• **Passage shown**
Washington, D.C. – Today, the Consumer Financial Protection Bureau released two proposed rules that together will fundamentally reshape the mortgage market at a time when the market is attempting to adjust to the pandemic and recession and access to credit for communities of color is already constrained.
“With the country facing the effects of a worldwide pandemic, the mortgage markets need stability and the continuation of a known system that provides sustainable access to credit. The CFPB should focus its resources now on providing stability and protection for homeowners, not in making major changes,” said Alys Cohen, staff attorney at the National Consumer Law Center. “The CFPB has reduced transparency by rolling back critical disclosure of fair lending data, refused to enforce important protections for homeowners when mortgage servicers fail to provide them information, and generally neglected the concerns of communities of color in favor of a deregulatory agenda, unconnected to the present circumstances. The decision to proceed with this major mortgage rulemaking now is especially concerning because the homeowners most at risk of losing access to affordable and responsible credit under the proposal, people of color and low-income borrowers, are also those most hard-hit by both the COVID-19 financial and health crisis, as well as the last mortgage meltdown during the Great Recession a decade ago.”
The CFPB’s proposals would change the circumstances in which a lender is presumed to have met the requirement of the Dodd-Frank Act that borrowers have an ability to repay their mortgages. Instead of the current rule, which tracks the statute in requiring lenders to look at a borrower’s income in making this determination, the new rule would allow lenders to get a safe harbor from any enforcement of the statutory requirement so long as the loan is under an arbitrary price cap. While lower priced loans, unsurprisingly, have lower default rates, the CFPB’s own research shows that, holding constant for one major determinant of pricing, credit scores, Blacks and Hispanic Whites are denied mortgage loans more often than whites, thus suggesting that using pricing as a cutoff point will necessarily have a discriminatory impact on access to credit unconnected to ability to repay.

• **Referring expression data**
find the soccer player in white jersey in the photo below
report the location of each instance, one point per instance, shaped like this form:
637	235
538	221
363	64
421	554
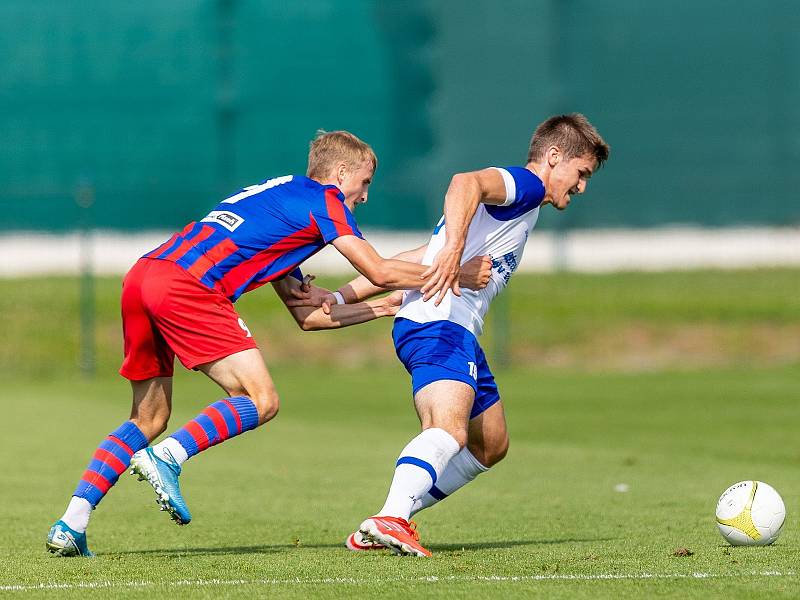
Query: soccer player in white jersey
455	395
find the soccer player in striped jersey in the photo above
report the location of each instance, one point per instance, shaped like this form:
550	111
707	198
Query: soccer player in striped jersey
490	211
177	300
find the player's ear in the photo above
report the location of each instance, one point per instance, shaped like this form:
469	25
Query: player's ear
553	156
341	172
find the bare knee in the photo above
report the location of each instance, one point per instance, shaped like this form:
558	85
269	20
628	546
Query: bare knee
490	453
459	434
267	404
151	425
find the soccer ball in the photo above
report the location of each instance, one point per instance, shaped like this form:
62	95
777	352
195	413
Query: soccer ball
750	513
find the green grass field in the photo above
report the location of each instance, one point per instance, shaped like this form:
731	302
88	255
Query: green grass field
675	384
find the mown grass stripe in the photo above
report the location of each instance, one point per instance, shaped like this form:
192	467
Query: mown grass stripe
361	581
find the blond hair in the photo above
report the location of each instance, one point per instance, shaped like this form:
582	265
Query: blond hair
573	134
330	148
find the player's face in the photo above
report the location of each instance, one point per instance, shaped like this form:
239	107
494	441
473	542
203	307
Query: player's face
354	184
567	178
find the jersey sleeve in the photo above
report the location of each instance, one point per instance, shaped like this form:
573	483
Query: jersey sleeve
333	218
524	192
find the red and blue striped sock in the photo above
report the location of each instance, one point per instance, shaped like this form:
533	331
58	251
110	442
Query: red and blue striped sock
109	461
220	421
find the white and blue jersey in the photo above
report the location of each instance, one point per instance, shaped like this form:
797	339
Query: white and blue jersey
440	342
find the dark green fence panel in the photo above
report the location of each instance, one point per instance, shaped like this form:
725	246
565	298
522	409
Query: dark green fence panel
164	107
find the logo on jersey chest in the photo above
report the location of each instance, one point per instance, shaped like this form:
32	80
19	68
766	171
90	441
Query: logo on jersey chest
505	265
228	220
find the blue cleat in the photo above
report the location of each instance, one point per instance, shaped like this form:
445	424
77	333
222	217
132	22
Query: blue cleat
65	541
163	476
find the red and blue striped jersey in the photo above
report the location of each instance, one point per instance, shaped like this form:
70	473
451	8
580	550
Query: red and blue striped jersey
260	234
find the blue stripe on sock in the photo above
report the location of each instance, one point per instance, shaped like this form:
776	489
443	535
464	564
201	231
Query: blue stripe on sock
247	412
129	433
410	460
227	415
185	440
437	493
208	426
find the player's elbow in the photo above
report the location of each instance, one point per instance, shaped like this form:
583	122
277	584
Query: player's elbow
380	275
464	181
311	324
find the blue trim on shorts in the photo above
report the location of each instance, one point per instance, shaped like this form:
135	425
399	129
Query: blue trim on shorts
445	351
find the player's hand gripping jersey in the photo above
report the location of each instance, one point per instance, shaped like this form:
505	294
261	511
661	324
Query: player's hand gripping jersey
497	230
260	234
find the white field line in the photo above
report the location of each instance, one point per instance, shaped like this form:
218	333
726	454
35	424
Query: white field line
361	581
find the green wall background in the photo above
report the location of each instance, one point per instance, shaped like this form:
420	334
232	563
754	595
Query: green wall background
163	108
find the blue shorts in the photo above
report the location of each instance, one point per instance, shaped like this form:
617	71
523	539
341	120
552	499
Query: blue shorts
442	350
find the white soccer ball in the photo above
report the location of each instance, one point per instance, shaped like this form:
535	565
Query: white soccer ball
750	513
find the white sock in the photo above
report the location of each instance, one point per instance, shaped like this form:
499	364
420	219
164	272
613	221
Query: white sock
77	515
461	469
419	466
169	449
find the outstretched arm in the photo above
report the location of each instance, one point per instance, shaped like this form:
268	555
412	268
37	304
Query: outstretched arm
315	318
387	273
466	191
474	274
362	288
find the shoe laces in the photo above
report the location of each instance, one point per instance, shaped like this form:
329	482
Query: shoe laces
412	528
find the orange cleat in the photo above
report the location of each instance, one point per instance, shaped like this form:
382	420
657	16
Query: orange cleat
397	534
359	543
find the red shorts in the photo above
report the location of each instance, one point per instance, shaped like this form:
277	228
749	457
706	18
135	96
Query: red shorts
166	313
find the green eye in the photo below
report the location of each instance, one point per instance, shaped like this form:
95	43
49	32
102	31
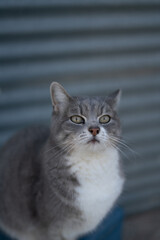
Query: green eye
77	119
104	119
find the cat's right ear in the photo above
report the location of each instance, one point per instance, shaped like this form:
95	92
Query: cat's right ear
60	98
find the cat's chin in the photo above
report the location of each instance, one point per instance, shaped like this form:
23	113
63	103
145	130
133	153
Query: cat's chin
94	146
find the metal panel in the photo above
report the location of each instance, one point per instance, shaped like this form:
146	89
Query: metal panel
91	47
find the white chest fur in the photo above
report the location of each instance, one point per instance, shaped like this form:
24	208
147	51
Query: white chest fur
100	184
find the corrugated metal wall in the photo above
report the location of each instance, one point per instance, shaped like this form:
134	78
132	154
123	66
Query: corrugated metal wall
91	47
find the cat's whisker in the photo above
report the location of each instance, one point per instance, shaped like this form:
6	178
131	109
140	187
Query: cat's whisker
122	144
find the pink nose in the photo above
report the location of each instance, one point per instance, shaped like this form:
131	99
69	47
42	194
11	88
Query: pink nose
94	130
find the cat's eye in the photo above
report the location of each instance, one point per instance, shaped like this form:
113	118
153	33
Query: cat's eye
104	119
77	119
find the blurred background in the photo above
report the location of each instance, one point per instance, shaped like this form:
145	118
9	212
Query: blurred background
91	48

• **Prompt A**
In the press release on the CFPB mortgage proposals, list each action that Alys Cohen says the CFPB has taken in her sentence beginning "The CFPB has reduced transparency".
• **Prompt B**
Carry on the press release on the CFPB mortgage proposals from its final sentence.
These records were taken from a separate source.

• **Exercise response A**
- Reduced transparency by rolling back critical disclosure of fair lending data
- Refused to enforce important protections for homeowners when mortgage servicers fail to provide them information
- Generally neglected the concerns of communities of color in favor of a deregulatory agenda, unconnected to the present circumstances

• **Exercise response B**
The proposals would also end the ability of lenders to rely on underwriting criteria established by Fannie Mae and Freddie Mac in meeting the statutory requirements. It is under this “GSE-patch” that a great deal of current lending in communities of color and in low-income communities is made currently. Rather than extending the GSE patch to provide stability to a market already roiled by economic uncertainty, the CFPB proposes to end it as soon as April 2021.
“Instead of continuing the GSE-patch to provide stability at a time of great market uncertainty, the CFPB is plunging ahead with rulemaking that would dramatically alter the rules of the game for mortgage lenders, borrowers, and our entire economy,” said Cohen. “Government, industry, and consumer and civil rights stakeholders must work together to develop sustainable mortgage lending models that do not risk a resurgence of abusive loans in the hardest-hit communities and that ensure opportunities to build wealth for all. The CFPB should focus its attention on pandemic response while building the long-term models for sustainable lending, rather than forcing through a rulemaking on limited data.